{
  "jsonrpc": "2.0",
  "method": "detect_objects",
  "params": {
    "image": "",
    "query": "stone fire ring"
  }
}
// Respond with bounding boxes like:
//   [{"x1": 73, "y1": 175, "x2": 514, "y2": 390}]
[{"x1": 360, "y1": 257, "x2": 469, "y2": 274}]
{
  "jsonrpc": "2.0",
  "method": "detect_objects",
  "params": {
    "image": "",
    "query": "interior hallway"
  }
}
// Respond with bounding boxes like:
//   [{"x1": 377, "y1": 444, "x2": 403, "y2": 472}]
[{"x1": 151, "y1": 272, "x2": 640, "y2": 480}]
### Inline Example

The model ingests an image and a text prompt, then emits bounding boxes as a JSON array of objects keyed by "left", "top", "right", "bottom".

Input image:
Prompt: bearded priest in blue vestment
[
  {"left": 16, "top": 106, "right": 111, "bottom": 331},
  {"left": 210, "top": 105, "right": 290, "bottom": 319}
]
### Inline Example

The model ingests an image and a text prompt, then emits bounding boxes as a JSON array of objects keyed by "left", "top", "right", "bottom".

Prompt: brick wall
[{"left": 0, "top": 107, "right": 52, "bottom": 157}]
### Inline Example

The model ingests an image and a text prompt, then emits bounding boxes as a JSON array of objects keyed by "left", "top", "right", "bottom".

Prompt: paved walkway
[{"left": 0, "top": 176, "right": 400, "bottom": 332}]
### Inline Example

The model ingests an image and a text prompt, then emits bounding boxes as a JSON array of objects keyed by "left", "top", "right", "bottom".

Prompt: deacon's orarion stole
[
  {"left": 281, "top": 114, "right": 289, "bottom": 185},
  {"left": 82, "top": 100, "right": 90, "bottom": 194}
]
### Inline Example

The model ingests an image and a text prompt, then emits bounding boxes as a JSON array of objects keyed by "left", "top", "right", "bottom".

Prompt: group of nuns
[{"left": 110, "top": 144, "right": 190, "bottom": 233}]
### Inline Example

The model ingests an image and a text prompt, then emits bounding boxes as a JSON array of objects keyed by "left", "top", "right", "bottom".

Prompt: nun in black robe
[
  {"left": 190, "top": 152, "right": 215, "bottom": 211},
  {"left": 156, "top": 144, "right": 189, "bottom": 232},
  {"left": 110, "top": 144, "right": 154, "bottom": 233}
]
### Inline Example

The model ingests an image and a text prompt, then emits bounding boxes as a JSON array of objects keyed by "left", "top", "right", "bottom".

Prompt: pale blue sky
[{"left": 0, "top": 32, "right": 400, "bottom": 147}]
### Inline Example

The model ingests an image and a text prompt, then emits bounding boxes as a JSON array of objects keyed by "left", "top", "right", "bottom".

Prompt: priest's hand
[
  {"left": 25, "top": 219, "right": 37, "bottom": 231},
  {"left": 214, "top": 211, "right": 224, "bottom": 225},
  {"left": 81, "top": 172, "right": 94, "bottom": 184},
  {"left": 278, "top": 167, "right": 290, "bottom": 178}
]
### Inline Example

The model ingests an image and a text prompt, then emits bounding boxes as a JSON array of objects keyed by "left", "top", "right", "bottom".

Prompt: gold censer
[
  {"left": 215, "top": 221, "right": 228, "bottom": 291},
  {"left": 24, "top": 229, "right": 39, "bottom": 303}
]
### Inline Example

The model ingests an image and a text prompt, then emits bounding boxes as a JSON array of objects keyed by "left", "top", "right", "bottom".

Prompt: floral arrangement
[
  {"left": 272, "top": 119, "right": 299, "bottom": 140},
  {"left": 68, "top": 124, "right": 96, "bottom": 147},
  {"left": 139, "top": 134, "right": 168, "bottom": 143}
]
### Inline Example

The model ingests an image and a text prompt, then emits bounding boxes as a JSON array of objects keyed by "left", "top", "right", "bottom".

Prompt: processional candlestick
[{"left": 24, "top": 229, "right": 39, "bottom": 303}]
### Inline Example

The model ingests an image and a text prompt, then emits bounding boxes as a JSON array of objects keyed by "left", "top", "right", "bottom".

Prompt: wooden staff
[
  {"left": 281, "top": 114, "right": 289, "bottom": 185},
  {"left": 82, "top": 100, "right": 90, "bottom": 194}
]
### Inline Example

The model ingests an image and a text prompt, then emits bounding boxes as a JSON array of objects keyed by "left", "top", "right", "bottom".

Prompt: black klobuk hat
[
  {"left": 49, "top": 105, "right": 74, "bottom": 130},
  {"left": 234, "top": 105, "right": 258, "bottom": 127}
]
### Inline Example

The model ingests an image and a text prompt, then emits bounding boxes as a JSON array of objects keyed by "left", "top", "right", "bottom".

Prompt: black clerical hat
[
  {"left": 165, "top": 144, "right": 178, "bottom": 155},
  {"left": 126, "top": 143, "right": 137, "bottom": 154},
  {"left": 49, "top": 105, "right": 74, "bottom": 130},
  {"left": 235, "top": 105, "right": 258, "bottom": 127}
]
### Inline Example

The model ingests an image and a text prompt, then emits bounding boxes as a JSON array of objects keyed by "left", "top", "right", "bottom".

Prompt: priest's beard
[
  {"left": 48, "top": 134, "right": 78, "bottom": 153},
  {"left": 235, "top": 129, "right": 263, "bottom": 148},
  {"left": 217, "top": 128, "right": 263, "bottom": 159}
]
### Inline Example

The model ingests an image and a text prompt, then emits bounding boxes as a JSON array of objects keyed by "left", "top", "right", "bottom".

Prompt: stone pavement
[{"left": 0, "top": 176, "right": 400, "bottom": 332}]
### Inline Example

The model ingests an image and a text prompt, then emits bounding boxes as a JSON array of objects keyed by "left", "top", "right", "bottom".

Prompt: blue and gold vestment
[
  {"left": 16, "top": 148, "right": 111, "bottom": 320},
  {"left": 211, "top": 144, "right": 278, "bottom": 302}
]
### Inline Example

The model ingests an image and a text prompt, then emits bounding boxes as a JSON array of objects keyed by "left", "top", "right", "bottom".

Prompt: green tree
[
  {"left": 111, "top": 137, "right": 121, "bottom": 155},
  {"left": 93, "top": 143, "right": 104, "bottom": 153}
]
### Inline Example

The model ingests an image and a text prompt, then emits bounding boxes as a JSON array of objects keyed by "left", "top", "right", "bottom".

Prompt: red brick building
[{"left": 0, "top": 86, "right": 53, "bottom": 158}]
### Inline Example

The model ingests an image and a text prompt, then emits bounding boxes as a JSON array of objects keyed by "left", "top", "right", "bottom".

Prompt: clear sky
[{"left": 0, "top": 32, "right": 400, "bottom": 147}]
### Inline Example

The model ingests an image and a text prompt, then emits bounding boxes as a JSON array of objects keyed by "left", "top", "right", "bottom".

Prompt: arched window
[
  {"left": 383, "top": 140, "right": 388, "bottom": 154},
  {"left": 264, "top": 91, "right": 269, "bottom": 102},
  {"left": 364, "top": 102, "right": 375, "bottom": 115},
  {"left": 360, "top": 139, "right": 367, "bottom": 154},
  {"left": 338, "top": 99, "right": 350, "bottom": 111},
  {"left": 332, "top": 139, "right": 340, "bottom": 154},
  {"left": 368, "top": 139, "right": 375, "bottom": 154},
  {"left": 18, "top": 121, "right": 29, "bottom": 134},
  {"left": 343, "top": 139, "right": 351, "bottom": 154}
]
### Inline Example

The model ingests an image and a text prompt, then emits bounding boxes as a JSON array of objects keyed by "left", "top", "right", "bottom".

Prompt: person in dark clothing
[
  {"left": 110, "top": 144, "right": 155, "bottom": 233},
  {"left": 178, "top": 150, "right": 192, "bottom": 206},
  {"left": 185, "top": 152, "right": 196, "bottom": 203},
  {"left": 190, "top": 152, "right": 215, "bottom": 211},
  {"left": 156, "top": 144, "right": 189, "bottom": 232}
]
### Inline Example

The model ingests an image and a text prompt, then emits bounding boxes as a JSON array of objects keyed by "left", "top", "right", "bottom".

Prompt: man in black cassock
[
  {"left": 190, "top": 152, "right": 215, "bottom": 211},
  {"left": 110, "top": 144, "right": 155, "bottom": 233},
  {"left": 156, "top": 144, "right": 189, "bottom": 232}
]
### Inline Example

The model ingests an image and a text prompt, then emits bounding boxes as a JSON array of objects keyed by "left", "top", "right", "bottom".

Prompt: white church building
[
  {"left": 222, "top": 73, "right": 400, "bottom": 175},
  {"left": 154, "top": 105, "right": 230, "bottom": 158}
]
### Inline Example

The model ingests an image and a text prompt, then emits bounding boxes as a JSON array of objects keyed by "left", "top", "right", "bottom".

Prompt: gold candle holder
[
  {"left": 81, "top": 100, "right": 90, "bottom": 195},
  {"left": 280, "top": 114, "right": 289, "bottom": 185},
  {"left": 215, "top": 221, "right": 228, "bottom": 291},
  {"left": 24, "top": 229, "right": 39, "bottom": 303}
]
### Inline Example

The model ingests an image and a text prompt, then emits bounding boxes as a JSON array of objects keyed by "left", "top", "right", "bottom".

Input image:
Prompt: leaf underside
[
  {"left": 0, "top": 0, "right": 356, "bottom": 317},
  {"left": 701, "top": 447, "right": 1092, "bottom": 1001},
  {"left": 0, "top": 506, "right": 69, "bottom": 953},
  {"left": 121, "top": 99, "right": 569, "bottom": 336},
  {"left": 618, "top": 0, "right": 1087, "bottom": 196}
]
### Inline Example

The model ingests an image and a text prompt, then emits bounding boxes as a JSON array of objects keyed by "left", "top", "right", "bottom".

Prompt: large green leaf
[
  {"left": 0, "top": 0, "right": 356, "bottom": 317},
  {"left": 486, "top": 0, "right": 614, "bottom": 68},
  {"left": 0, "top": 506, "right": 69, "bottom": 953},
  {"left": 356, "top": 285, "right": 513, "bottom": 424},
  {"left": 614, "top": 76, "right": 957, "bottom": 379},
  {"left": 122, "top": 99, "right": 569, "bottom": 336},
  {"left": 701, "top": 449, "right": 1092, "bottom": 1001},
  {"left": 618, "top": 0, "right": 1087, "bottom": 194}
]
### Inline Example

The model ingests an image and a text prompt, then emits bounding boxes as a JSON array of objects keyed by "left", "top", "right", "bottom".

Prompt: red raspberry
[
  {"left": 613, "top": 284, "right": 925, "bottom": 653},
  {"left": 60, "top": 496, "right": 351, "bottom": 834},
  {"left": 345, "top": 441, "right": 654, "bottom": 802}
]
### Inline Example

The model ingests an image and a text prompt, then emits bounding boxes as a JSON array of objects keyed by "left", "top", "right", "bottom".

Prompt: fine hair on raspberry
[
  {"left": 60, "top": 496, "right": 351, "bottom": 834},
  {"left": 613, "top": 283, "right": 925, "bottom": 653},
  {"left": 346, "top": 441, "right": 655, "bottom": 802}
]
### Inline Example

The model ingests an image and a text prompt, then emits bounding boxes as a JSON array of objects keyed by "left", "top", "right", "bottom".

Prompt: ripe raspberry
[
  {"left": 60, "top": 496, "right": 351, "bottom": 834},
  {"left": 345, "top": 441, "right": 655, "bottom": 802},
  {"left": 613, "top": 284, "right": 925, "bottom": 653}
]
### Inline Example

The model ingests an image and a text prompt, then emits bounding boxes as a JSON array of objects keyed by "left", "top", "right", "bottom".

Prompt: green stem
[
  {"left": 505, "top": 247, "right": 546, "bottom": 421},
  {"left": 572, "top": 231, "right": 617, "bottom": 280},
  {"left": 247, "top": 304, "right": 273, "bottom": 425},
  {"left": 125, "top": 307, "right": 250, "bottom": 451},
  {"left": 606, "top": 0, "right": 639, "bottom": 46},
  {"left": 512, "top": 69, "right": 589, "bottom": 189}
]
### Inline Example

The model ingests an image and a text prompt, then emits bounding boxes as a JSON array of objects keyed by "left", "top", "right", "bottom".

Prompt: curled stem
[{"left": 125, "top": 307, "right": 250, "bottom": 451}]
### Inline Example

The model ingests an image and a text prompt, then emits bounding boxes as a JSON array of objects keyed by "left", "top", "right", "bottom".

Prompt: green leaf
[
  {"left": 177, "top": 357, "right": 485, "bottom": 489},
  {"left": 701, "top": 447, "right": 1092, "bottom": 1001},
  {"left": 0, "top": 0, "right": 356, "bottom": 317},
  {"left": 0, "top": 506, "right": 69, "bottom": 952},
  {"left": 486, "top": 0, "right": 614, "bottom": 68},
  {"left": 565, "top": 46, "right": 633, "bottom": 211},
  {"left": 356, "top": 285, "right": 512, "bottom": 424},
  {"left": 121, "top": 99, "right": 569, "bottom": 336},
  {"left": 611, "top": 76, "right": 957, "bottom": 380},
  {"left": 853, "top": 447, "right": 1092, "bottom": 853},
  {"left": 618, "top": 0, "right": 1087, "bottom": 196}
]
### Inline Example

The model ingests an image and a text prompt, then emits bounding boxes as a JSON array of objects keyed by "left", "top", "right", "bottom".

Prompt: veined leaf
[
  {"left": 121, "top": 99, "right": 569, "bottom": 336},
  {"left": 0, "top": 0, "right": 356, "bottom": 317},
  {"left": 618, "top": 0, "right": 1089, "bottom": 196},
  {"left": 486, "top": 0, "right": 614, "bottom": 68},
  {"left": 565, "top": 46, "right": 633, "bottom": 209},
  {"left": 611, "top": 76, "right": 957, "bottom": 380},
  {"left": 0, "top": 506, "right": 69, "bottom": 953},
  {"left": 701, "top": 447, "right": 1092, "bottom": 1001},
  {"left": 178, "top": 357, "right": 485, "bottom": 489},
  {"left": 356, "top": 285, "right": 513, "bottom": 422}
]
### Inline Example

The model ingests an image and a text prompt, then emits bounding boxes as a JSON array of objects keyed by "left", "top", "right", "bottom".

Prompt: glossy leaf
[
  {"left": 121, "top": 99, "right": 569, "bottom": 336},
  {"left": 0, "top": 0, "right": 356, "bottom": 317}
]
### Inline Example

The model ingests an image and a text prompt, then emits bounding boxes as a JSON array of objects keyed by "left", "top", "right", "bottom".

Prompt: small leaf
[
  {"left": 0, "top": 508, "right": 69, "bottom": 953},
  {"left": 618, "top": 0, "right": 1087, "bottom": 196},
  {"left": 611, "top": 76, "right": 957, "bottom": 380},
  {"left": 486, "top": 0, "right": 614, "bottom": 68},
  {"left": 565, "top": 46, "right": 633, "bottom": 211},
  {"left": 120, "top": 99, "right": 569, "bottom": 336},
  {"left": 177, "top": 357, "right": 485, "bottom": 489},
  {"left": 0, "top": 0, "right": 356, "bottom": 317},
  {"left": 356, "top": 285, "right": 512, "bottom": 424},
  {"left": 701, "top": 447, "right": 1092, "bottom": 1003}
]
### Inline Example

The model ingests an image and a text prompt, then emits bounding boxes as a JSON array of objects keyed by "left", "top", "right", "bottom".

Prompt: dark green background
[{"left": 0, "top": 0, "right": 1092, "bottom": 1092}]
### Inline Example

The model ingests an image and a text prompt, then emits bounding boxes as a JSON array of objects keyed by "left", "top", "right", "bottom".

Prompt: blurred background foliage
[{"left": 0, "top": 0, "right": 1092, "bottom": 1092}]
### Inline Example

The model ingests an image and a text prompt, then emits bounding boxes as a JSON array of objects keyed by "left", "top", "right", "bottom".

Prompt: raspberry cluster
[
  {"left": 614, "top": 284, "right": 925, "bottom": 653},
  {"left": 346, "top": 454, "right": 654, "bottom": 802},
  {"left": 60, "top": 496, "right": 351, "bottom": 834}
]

========================================

## [Exercise directions]
Can you return every line from the items above that contains the word "raspberry"? Case counts.

## [Full response]
Prompt: red raspberry
Prompt: fine hair on raspberry
Prompt: ripe raspberry
Prompt: raspberry cluster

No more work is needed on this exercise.